Source text:
Implementation:NVIDIA TransformerEngine TE TransformerLayer

Overview

Concrete tool for a complete optimized Transformer layer provided by TransformerEngine.

Description

te.TransformerLayer is the highest-level module in TransformerEngine, combining MultiheadAttention + LayerNormMLP + LayerNorm + residual connections + dropout into a single, fully optimized Transformer layer. It supports both encoder and decoder modes, FP8 quantization, tensor parallelism, sequence parallelism, context parallelism, and communication-GEMM overlap.

This module internally instantiates:

A MultiheadAttention module for self-attention (with fused QKV projection).
Optionally a second MultiheadAttention module for cross-attention (in decoder mode).
A LayerNormMLP module for the feed-forward network.
LayerNorm layers for normalization.
Dropout layers and residual connection logic.

All sub-modules are configured consistently and dispatch to optimized CUDA kernels.

Source

File: transformer_engine/pytorch/transformer.py
Class: TransformerLayer at lines L70-945
Constructor: __init__ at lines L299-353

Import

from transformer_engine.pytorch import TransformerLayer

or equivalently:

import transformer_engine.pytorch as te
te.TransformerLayer

Signature

class TransformerLayer(torch.nn.Module):
    def __init__(
        self,
        hidden_size: int,
        ffn_hidden_size: int,
        num_attention_heads: int,
        num_gqa_groups: Optional[int] = None,
        layernorm_epsilon: float = 1e-5,
        hidden_dropout: float = 0.1,
        attention_dropout: float = 0.1,
        init_method: Optional[Callable] = None,
        output_layer_init_method: Optional[Callable] = None,
        layer_number: Optional[int] = None,
        kv_channels: Optional[int] = None,
        self_attn_mask_type: str = "causal",
        window_size: Optional[Tuple[int, int]] = None,
        bottom_right_diagonal: Optional[bool] = None,
        enc_dec_attn_mask_type: str = "no_mask",
        enc_dec_bottom_right_diagonal: Optional[bool] = None,
        enc_dec_window_size: Optional[Tuple[int, int]] = None,
        tp_group: Optional[dist_group_type] = None,
        tp_size: int = 1,
        params_dtype: Optional[torch.dtype] = None,
        get_rng_state_tracker: Optional[Callable] = None,
        fuse_wgrad_accumulation: bool = False,
        seq_length: Optional[int] = None,
        micro_batch_size: Optional[int] = None,
        sequence_parallel: bool = False,
        apply_residual_connection_post_layernorm: bool = False,
        output_layernorm: bool = False,
        parallel_attention_mlp: bool = False,
        layer_type: str = "encoder",
        drop_path_rate: float = 0.0,
        set_parallel_mode: bool = False,
        fuse_qkv_params: bool = False,
        rotary_pos_interleaved: bool = False,
        zero_centered_gamma: bool = False,
        qkv_weight_interleaved: bool = True,
        ub_tp_comm_overlap: bool = False,
        ub_overlap_ag: bool = True,
        ub_overlap_rs: bool = True,
        ub_overlap_rs_dgrad: bool = False,
        ub_bulk_dgrad: bool = True,
        ub_bulk_wgrad: bool = True,
        bias: bool = True,
        activation: str = "gelu",
        activation_params: Optional[dict] = None,
        normalization: str = "LayerNorm",
        device: Union[torch.device, str] = "cuda",
        attn_input_format: str = "sbhd",
        name: str = None,
        qk_norm_type: Optional[str] = None,
        qk_norm_eps: float = 1e-6,
        qk_norm_before_rope: bool = False,
        softmax_type: str = "vanilla",
    ) -> None:

I/O

Input:
- hidden_states: torch.Tensor of shape [s, b, h] (sequence, batch, hidden_size) -- the primary input.

Record extracts:
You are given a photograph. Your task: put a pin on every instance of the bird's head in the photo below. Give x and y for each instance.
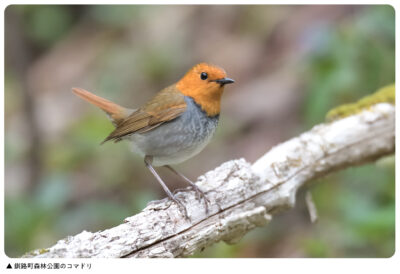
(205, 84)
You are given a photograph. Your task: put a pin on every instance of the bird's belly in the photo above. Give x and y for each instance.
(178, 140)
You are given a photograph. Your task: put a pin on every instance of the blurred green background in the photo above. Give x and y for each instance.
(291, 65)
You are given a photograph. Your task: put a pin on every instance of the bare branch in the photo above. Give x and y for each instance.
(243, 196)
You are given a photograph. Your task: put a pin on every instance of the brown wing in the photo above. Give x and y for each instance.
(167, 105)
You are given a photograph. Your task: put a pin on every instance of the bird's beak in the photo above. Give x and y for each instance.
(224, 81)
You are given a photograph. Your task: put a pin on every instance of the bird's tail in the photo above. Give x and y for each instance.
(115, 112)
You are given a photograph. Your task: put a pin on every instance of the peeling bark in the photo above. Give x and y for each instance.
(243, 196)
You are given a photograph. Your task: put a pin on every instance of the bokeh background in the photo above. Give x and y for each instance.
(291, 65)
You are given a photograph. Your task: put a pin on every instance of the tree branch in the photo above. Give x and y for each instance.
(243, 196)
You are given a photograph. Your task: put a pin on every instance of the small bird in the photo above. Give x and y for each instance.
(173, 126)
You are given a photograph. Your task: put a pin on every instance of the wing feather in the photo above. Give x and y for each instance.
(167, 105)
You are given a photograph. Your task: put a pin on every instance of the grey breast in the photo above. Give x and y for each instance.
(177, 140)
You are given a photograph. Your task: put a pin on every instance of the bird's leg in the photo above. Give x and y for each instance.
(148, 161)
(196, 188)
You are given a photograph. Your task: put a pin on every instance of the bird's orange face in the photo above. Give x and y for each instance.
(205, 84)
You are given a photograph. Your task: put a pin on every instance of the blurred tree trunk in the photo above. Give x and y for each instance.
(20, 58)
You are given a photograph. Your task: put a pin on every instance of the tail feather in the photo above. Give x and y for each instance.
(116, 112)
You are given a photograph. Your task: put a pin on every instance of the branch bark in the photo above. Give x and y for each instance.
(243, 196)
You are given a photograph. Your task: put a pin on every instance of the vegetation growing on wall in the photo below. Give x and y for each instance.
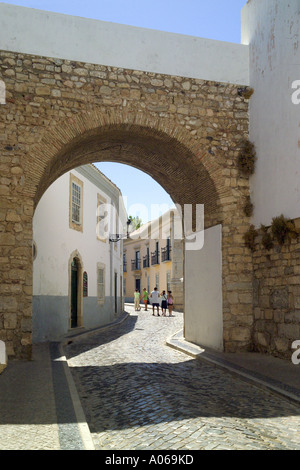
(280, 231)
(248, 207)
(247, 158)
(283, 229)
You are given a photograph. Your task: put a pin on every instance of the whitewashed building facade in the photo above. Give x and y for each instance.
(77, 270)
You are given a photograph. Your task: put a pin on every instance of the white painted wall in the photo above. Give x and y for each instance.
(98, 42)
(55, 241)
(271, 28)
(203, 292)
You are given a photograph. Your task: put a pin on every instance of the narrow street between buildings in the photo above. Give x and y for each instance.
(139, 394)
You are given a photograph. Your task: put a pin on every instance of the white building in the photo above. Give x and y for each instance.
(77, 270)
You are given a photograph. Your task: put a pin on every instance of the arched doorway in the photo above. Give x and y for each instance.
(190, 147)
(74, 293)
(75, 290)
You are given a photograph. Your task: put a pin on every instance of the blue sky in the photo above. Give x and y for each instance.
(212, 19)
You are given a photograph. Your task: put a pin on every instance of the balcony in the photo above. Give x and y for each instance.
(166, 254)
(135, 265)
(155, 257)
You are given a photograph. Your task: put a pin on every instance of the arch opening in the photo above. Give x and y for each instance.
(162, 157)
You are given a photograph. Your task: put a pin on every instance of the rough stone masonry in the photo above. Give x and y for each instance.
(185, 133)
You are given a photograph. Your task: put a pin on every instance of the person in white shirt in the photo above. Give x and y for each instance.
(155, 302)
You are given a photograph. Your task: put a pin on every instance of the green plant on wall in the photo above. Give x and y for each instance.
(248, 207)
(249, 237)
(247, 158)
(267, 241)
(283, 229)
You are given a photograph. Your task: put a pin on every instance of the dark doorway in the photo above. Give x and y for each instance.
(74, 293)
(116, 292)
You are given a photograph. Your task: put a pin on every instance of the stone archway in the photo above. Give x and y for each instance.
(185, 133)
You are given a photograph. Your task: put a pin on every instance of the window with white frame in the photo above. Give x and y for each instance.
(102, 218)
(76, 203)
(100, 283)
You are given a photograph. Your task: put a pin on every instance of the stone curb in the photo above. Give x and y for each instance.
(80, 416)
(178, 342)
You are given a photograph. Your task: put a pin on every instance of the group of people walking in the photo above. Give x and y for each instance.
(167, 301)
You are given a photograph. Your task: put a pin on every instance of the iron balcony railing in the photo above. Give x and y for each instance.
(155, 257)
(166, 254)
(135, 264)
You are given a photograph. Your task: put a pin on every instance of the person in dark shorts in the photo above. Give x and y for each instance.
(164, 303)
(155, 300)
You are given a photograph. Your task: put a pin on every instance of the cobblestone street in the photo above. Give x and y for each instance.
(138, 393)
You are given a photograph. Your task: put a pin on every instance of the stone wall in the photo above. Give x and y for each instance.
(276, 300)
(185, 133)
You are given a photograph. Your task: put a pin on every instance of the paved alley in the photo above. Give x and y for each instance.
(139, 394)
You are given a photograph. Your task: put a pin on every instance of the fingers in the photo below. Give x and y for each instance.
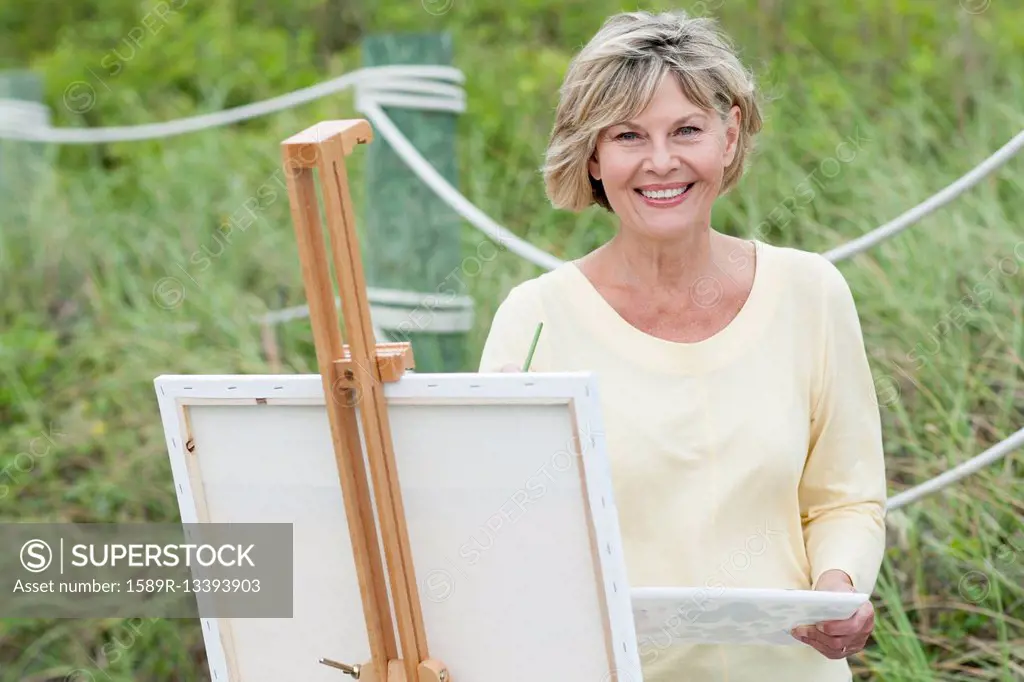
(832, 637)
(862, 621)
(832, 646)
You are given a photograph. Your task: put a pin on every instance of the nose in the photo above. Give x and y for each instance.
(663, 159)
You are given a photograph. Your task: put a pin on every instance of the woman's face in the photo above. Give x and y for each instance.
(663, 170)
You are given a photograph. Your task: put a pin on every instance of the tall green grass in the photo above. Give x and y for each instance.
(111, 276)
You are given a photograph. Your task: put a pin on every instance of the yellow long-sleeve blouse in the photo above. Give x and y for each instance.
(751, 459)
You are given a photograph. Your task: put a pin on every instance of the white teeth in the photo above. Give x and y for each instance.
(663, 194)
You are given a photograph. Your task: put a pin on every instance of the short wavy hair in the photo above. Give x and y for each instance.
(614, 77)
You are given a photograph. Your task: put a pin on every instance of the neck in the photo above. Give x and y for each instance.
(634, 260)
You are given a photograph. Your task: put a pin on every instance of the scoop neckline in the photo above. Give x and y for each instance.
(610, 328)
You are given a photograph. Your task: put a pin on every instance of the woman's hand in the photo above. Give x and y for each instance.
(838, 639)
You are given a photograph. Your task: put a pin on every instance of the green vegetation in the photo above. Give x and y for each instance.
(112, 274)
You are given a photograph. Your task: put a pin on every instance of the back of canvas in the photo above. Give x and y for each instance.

What is asked:
(1) From the TransformerLayer page, reproduce the passage verbatim, beginning at the words "te.TransformerLayer is the" and ending after the words "(in decoder mode).".
(2) Summarize the TransformerLayer page in two sentences.

Responses in order:
(1)
te.TransformerLayer is the highest-level module in TransformerEngine, combining MultiheadAttention + LayerNormMLP + LayerNorm + residual connections + dropout into a single, fully optimized Transformer layer. It supports both encoder and decoder modes, FP8 quantization, tensor parallelism, sequence parallelism, context parallelism, and communication-GEMM overlap.

This module internally instantiates:

A MultiheadAttention module for self-attention (with fused QKV projection).
Optionally a second MultiheadAttention module for cross-attention (in decoder mode).

(2) te.TransformerLayer is the highest-level module in TransformerEngine and combines MultiheadAttention, LayerNormMLP, LayerNorm, residual connections and dropout into a single, fully optimized Transformer layer whose sub-modules dispatch to optimized CUDA kernels. It supports encoder and decoder modes, FP8 quantization, tensor, sequence and context parallelism, and communication-GEMM overlap, and in decoder mode it can add a second MultiheadAttention module for cross-attention.